**Data for processing:**
----------------------------------------

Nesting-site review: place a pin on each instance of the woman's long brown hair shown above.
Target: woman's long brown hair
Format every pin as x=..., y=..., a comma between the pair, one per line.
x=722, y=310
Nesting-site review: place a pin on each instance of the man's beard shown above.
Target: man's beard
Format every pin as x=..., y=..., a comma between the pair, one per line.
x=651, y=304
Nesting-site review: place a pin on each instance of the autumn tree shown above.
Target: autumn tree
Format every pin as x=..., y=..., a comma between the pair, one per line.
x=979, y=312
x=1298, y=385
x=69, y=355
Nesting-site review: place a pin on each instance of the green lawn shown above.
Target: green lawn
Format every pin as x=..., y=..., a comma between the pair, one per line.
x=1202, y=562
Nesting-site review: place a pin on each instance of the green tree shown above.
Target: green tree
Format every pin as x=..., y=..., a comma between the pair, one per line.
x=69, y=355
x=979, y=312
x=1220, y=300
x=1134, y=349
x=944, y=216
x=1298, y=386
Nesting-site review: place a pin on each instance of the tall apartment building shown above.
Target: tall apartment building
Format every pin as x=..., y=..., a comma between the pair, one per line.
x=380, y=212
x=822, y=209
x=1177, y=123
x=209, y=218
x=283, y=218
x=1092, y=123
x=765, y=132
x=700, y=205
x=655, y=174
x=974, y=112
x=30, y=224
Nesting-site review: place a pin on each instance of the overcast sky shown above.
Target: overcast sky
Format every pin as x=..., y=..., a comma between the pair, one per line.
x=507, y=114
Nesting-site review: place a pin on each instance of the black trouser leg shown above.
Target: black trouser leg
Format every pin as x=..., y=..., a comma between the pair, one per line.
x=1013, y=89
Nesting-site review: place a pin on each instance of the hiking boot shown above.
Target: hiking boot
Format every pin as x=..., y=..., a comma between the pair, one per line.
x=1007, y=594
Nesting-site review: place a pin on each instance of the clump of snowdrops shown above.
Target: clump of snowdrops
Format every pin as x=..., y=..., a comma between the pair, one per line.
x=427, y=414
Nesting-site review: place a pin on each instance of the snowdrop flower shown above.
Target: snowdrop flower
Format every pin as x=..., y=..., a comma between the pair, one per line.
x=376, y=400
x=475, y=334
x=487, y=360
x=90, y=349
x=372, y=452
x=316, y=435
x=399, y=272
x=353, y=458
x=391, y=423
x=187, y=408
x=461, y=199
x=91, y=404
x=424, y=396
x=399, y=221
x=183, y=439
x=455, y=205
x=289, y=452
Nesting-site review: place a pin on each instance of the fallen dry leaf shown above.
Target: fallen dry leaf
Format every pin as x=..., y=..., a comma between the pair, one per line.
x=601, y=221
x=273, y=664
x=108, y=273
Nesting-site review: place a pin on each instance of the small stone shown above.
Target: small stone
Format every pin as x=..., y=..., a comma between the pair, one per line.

----------------------------------------

Render the entries from the line containing "Nesting-site review: place a pin on each instance of the tall" through the line containing "x=30, y=224", both included, as a Markdown table with two columns, Row and Line. Number each line in Row, and omit any blank lines.

**Correct response:**
| Row | Line |
|---|---|
| 1 | Nesting-site review: place a pin on each instance of the tall apartment building shown above. |
| 2 | Target: tall apartment building |
| 3 | Format every pin as x=..., y=..., a comma between the pair, one per line. |
| 4 | x=380, y=212 |
| 5 | x=822, y=209 |
| 6 | x=1177, y=123 |
| 7 | x=209, y=218 |
| 8 | x=283, y=218 |
| 9 | x=1092, y=123 |
| 10 | x=765, y=132 |
| 11 | x=700, y=205 |
| 12 | x=655, y=174 |
| 13 | x=974, y=112 |
| 14 | x=30, y=224 |